** PROBLEM REQUIREMENTS **
Please convert the stretch from the line containing "Indicate the group" through the end of the records into a Markdown table with the columns No. and Line, numbering each line and leaving out blank lines.

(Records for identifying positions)
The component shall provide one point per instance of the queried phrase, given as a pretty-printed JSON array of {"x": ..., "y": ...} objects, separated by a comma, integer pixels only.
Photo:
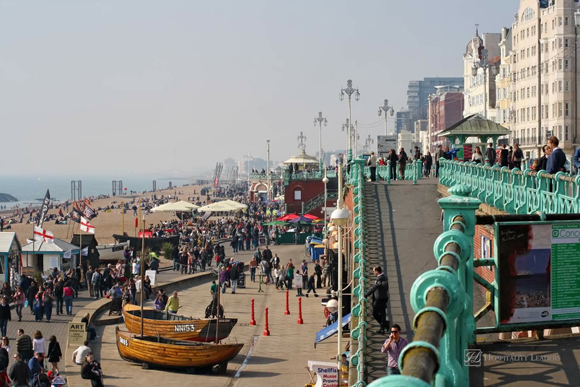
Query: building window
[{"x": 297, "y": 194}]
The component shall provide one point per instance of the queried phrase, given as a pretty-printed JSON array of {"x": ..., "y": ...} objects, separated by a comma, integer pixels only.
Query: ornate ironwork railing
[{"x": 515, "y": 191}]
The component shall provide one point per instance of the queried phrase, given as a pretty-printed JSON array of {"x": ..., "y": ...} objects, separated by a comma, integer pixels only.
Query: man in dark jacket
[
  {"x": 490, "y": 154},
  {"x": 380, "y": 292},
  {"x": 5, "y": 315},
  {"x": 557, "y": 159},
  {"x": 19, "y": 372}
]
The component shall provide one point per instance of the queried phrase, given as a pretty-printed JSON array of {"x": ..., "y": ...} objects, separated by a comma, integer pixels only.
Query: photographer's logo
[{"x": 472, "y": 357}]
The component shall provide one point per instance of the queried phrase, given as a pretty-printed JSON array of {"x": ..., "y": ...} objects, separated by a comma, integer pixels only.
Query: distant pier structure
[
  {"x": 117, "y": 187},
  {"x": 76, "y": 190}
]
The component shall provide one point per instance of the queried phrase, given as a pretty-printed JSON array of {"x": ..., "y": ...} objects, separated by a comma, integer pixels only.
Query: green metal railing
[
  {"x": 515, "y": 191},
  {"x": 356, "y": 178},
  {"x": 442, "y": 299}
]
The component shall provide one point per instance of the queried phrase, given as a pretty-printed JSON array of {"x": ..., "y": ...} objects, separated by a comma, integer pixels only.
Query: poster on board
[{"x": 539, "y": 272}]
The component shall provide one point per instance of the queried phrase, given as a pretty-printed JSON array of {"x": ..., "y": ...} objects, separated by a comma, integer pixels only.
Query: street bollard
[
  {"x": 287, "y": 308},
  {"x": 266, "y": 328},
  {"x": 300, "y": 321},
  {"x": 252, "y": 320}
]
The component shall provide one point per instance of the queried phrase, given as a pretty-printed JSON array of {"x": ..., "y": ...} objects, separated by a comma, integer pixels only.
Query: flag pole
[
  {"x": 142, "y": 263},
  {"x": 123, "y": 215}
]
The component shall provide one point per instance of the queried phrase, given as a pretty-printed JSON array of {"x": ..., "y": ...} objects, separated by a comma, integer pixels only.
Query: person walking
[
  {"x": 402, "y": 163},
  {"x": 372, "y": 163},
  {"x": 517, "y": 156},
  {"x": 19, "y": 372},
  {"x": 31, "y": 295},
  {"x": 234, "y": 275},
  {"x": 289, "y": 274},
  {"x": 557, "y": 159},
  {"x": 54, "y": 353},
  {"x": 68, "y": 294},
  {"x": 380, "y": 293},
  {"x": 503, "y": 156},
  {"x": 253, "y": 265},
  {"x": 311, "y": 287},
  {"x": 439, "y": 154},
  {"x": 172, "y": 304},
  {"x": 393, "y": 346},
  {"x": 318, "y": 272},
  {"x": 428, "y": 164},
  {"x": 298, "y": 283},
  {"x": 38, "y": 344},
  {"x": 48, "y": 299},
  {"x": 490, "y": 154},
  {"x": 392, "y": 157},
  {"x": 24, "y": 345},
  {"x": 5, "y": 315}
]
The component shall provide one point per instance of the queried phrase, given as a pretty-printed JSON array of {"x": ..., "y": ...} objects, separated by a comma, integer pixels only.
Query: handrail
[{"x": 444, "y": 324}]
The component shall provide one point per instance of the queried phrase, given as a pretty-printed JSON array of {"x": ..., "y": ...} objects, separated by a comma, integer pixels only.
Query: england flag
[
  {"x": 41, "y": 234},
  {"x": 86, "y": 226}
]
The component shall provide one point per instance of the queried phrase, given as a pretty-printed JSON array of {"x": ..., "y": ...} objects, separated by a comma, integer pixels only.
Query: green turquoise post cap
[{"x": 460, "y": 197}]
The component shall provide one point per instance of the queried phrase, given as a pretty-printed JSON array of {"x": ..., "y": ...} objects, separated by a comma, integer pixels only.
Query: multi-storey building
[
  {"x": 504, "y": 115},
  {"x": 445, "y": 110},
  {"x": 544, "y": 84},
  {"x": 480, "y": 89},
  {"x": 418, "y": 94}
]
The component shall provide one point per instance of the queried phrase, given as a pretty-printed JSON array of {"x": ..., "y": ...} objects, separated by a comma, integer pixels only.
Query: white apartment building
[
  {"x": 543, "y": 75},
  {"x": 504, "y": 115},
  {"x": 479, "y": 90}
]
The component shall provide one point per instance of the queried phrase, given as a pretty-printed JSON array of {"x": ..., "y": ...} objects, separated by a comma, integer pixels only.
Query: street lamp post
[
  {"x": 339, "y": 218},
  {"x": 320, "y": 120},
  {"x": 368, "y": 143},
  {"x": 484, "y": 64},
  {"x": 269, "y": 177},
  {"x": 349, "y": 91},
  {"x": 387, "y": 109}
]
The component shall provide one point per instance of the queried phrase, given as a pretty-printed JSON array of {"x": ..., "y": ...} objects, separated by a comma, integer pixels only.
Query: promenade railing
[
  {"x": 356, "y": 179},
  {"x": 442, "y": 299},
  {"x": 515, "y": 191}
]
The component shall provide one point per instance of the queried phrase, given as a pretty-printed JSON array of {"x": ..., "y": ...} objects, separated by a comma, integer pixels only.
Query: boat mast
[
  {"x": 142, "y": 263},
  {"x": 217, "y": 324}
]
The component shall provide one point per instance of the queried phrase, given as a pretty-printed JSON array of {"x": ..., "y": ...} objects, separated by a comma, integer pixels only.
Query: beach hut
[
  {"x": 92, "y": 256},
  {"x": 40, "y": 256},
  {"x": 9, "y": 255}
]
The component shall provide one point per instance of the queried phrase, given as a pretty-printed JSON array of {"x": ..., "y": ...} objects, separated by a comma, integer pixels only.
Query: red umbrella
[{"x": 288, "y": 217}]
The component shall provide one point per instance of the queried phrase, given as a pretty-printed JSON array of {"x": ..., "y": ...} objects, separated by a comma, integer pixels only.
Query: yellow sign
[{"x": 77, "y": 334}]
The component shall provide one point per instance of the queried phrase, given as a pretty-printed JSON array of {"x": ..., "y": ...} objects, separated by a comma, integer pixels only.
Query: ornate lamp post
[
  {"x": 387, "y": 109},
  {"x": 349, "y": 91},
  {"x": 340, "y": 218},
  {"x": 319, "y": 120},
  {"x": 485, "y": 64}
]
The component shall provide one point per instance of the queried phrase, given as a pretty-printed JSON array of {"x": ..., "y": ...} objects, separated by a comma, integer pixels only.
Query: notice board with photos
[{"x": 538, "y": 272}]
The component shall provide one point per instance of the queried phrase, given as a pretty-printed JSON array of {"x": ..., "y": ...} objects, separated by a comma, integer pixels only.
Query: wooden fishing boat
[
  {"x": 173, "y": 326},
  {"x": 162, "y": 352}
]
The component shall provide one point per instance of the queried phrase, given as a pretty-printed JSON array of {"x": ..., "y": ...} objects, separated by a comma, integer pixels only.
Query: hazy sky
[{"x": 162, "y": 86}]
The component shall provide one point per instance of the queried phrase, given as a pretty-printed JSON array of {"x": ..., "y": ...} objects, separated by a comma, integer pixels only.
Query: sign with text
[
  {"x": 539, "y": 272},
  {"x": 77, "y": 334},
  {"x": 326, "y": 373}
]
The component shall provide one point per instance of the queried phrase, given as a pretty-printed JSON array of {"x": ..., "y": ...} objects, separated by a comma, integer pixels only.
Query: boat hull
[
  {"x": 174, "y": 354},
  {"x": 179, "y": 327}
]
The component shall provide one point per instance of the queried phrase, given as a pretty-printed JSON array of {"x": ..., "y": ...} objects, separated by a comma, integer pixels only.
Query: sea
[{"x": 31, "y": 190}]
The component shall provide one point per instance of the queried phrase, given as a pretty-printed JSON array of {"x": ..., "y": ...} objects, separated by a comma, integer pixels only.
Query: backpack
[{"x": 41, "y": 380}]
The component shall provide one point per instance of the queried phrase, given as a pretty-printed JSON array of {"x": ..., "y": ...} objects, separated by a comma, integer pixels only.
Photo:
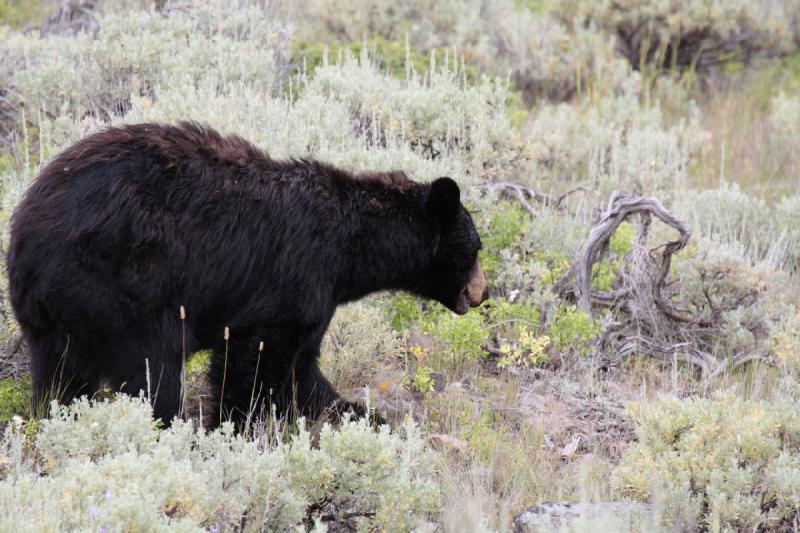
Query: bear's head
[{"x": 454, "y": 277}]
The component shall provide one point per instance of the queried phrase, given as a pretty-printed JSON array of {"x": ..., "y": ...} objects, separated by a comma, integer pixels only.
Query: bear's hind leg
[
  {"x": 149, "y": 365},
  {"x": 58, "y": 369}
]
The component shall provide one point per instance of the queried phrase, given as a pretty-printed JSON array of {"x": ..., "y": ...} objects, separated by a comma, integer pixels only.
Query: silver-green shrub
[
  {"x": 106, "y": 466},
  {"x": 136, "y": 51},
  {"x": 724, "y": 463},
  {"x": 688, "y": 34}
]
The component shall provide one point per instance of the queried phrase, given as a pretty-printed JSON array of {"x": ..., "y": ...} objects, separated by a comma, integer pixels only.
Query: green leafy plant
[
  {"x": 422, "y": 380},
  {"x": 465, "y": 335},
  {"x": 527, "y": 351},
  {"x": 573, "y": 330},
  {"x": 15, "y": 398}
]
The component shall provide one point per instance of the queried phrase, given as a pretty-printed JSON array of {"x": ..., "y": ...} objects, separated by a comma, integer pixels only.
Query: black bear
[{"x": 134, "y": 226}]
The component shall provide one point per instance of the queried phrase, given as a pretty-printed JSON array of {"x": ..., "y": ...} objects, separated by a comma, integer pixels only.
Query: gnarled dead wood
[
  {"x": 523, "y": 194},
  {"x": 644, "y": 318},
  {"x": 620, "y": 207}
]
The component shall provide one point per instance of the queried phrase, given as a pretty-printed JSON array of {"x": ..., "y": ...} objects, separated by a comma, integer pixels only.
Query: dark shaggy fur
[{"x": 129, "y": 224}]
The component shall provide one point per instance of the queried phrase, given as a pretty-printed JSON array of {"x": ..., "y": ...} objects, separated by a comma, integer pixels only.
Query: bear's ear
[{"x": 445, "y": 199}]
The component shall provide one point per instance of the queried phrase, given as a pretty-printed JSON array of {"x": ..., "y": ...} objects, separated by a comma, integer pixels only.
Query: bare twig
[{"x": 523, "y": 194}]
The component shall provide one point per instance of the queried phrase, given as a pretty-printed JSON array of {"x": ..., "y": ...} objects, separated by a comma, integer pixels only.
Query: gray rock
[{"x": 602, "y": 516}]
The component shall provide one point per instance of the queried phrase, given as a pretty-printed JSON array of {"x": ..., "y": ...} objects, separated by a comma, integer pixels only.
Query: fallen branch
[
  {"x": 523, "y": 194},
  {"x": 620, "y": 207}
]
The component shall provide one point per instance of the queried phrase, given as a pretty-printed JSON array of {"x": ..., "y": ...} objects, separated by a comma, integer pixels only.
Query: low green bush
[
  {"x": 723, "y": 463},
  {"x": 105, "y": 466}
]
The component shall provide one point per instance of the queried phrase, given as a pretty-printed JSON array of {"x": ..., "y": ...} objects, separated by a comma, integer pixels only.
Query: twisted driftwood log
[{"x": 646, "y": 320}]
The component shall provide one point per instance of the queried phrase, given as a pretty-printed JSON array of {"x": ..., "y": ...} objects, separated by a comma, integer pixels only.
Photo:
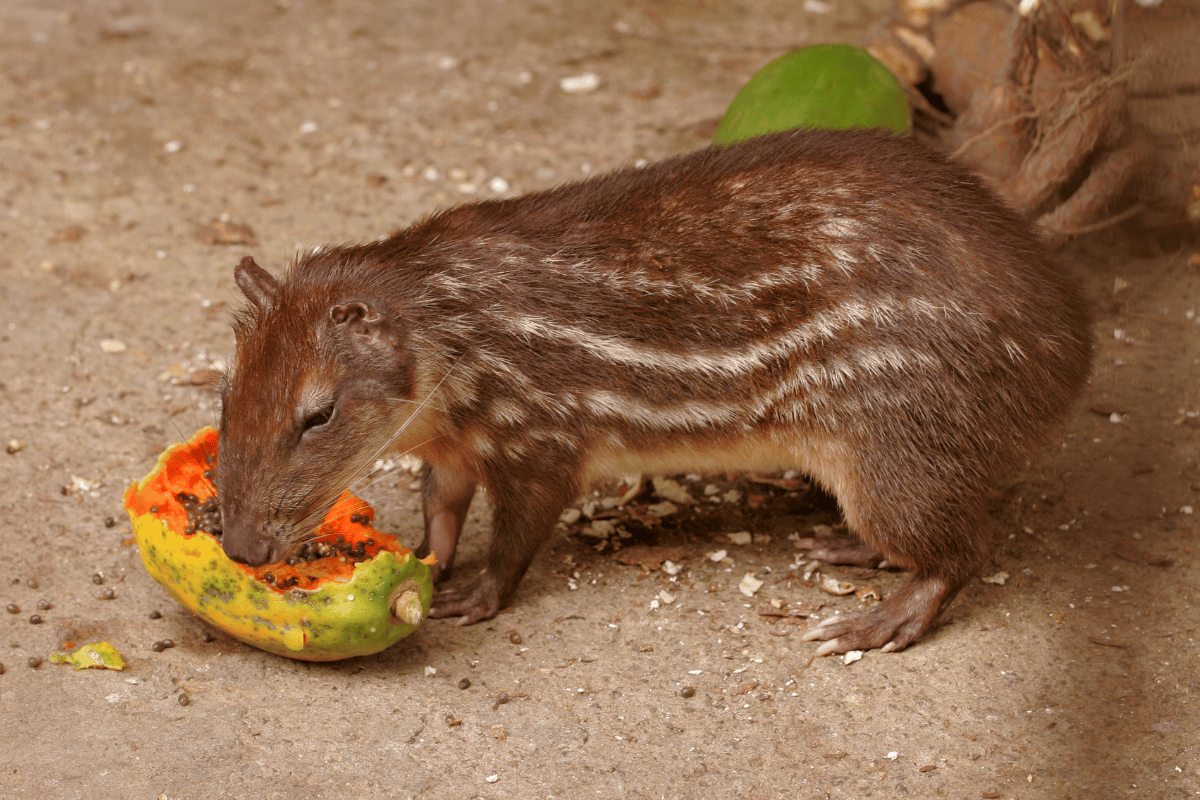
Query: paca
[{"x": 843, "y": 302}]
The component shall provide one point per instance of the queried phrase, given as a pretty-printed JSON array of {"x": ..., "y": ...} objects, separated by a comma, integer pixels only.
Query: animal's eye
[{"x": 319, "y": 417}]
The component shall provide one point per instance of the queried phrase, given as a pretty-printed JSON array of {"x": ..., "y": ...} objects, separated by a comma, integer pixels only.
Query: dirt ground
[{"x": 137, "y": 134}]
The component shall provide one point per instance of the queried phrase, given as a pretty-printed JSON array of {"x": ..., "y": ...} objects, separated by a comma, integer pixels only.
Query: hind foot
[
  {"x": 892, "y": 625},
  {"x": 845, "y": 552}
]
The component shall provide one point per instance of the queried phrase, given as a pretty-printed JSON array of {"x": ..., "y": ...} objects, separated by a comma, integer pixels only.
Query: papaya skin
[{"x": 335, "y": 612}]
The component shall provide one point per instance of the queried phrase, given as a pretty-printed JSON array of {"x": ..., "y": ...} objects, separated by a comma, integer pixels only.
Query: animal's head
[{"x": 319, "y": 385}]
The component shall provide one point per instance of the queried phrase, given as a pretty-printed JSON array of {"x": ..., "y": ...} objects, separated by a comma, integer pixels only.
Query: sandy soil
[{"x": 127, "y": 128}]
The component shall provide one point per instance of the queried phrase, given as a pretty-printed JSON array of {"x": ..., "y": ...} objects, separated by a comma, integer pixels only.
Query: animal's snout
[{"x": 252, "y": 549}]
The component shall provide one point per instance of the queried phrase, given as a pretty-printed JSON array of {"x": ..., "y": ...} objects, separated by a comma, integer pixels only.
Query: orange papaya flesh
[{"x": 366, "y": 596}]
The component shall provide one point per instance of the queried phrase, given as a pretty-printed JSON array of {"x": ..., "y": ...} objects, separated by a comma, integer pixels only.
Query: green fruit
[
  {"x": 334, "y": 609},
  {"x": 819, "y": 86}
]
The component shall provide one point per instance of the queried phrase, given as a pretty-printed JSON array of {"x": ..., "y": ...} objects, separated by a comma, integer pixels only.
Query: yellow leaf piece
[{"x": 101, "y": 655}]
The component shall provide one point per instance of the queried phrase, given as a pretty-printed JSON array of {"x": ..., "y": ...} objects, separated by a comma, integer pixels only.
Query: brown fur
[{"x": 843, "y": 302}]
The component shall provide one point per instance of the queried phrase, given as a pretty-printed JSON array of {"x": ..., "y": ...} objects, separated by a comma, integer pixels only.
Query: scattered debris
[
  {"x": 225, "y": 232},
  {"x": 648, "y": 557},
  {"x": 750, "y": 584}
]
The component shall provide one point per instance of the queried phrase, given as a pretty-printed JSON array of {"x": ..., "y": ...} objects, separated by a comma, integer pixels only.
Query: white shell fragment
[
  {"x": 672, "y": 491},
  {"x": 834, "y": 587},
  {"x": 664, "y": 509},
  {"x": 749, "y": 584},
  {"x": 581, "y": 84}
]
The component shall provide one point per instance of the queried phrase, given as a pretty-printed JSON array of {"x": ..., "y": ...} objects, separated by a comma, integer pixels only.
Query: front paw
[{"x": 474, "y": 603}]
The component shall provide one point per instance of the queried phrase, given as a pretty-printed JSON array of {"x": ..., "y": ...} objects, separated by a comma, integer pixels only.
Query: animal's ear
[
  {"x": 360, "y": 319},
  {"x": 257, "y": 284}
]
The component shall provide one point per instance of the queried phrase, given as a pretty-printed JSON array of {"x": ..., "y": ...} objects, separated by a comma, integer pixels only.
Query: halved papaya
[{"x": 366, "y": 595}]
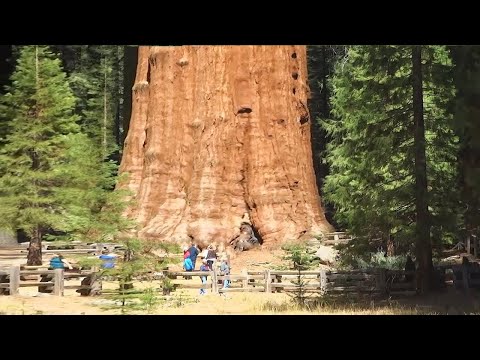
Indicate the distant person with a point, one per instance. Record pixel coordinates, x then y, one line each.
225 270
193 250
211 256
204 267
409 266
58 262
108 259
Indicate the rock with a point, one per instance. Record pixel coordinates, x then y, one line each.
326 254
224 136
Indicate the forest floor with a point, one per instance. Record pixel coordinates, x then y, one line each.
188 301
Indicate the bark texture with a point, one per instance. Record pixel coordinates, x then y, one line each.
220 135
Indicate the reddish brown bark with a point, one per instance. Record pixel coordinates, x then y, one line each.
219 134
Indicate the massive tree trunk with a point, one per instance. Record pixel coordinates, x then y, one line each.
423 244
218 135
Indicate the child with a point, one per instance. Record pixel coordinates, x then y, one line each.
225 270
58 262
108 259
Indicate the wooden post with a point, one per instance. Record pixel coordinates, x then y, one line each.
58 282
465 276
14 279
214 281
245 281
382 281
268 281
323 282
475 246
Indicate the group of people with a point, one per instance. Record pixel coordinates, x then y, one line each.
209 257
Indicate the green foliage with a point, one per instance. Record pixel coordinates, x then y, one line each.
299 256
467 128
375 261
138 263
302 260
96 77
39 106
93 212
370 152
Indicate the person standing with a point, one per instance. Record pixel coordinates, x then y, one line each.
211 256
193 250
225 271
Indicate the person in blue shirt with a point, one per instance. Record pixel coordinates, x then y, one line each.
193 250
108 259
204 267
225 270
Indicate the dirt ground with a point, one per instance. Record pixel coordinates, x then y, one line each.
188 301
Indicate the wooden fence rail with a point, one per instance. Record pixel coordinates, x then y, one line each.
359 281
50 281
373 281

** SOLUTION **
| No. | Line |
|---|---|
| 1 | Indicate the group of people with a point, one per instance. Record pixel coordinates, x then y, one line each. |
| 2 | 209 257 |
| 3 | Indicate the green foliage with a point, one per instance. Record pixel coordinates, x then y, one line each. |
| 4 | 299 256 |
| 5 | 467 128 |
| 6 | 375 261 |
| 7 | 138 263 |
| 8 | 302 260 |
| 9 | 96 77 |
| 10 | 39 106 |
| 11 | 93 212 |
| 12 | 370 152 |
| 13 | Indicate the person standing with a point, one per instance. Record pixel coordinates, x then y, one line each. |
| 14 | 211 256 |
| 15 | 193 250 |
| 16 | 225 271 |
| 17 | Indicate the person in blue shirt with a point, one per instance. Record pixel coordinates, x then y, one line each. |
| 18 | 193 250 |
| 19 | 108 259 |
| 20 | 204 267 |
| 21 | 225 270 |
| 22 | Indicate the dirt ground with a point, one per instance. Record pixel coordinates, x then y, one line each. |
| 23 | 188 301 |
| 24 | Indicate the wooden fence rail with a point, one per instance. Record pixel coordinates, x then y, one line each. |
| 25 | 359 281 |
| 26 | 50 281 |
| 27 | 373 281 |